> _YOUR OBJECTIVE_: Count the lines in the items below that contain the string "balcony", treating case as significant, and give only the number.

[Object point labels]
# # #

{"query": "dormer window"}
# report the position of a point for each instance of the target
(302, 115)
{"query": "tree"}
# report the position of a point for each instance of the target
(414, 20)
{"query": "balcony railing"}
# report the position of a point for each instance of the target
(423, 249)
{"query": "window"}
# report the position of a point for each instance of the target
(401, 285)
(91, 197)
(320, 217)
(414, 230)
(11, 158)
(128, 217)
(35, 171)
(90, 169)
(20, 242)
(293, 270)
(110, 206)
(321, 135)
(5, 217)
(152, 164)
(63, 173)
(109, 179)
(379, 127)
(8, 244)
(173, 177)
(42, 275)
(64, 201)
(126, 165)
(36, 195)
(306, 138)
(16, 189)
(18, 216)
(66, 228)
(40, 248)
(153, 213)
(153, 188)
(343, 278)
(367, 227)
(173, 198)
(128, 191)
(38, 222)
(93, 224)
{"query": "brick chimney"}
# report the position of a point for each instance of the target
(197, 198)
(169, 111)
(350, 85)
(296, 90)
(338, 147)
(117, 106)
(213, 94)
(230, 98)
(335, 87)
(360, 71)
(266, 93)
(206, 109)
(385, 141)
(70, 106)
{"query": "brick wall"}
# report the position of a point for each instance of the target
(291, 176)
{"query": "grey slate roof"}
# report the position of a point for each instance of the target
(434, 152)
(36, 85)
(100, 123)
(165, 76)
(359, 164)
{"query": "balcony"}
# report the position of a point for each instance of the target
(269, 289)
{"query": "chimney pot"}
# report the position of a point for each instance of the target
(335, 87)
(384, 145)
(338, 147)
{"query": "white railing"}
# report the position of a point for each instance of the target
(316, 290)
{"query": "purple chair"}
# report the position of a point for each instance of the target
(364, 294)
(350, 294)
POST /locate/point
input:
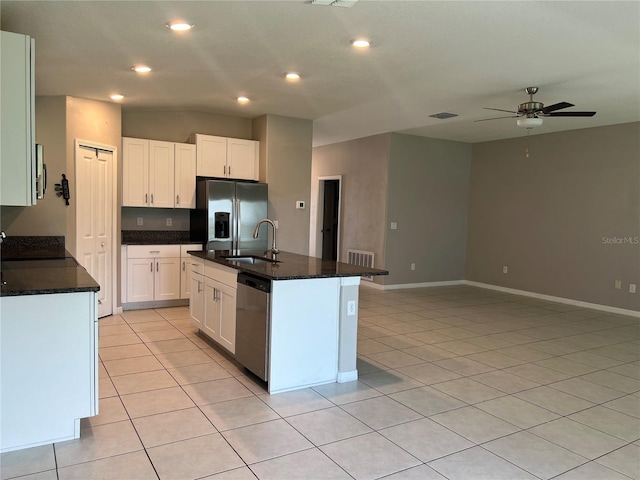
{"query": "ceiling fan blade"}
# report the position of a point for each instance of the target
(499, 110)
(496, 118)
(571, 114)
(557, 106)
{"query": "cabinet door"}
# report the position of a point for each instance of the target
(196, 300)
(17, 144)
(140, 273)
(135, 172)
(161, 174)
(211, 154)
(185, 175)
(242, 159)
(167, 278)
(227, 305)
(211, 316)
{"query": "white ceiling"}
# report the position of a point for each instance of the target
(427, 57)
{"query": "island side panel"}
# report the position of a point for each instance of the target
(48, 367)
(304, 333)
(348, 333)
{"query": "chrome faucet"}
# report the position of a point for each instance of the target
(274, 249)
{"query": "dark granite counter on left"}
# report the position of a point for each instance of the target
(41, 265)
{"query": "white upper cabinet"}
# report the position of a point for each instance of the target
(224, 157)
(135, 172)
(161, 174)
(158, 174)
(185, 175)
(17, 97)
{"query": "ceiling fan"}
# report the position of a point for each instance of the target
(530, 114)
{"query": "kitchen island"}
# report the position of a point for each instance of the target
(312, 313)
(48, 349)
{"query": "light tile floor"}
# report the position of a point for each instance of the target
(455, 382)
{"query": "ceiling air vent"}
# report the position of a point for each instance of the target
(443, 115)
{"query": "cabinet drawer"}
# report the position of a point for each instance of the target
(196, 265)
(222, 274)
(147, 251)
(192, 246)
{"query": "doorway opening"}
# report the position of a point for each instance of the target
(325, 221)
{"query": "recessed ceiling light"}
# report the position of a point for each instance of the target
(360, 43)
(141, 69)
(179, 26)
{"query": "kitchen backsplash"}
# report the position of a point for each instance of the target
(155, 219)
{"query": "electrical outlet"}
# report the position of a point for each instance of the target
(351, 308)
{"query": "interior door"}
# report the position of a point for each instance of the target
(94, 219)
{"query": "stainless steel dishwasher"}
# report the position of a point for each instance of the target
(253, 323)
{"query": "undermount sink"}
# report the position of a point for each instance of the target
(251, 259)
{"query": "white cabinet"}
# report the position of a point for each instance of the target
(153, 273)
(158, 174)
(185, 175)
(224, 157)
(213, 303)
(49, 360)
(17, 144)
(186, 269)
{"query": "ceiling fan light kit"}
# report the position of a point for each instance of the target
(530, 114)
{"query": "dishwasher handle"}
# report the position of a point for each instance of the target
(252, 281)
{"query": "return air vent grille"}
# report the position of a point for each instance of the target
(443, 115)
(362, 258)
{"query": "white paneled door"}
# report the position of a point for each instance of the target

# # #

> _EXPECTED OUTPUT_: 2